TRY IT ::
Determine how many lines below contain the word "flower", then write that number by itself.

SUPPLIED RECORDS ::
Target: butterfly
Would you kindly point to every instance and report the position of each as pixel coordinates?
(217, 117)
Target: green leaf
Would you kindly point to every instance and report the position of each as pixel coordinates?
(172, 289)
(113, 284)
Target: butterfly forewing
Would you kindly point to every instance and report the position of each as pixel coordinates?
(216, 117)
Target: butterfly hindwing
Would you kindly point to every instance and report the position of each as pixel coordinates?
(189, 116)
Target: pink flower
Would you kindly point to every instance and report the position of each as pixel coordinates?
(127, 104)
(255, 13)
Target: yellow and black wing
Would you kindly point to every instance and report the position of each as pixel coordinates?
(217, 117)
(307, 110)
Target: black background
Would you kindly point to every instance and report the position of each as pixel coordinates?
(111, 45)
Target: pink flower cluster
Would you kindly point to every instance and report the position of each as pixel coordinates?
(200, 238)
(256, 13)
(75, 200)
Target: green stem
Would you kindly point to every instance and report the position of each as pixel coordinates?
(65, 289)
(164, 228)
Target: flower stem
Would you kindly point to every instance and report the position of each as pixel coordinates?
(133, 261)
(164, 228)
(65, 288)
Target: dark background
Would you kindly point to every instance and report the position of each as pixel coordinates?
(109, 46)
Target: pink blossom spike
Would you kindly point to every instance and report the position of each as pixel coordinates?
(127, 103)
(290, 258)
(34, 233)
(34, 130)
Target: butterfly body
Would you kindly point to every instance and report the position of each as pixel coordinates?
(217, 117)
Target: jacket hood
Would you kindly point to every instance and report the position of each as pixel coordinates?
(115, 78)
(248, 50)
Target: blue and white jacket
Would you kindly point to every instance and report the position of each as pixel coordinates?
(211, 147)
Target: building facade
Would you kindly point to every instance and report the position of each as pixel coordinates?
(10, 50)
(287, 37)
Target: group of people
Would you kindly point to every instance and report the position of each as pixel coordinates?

EXPECTED OUTPUT ::
3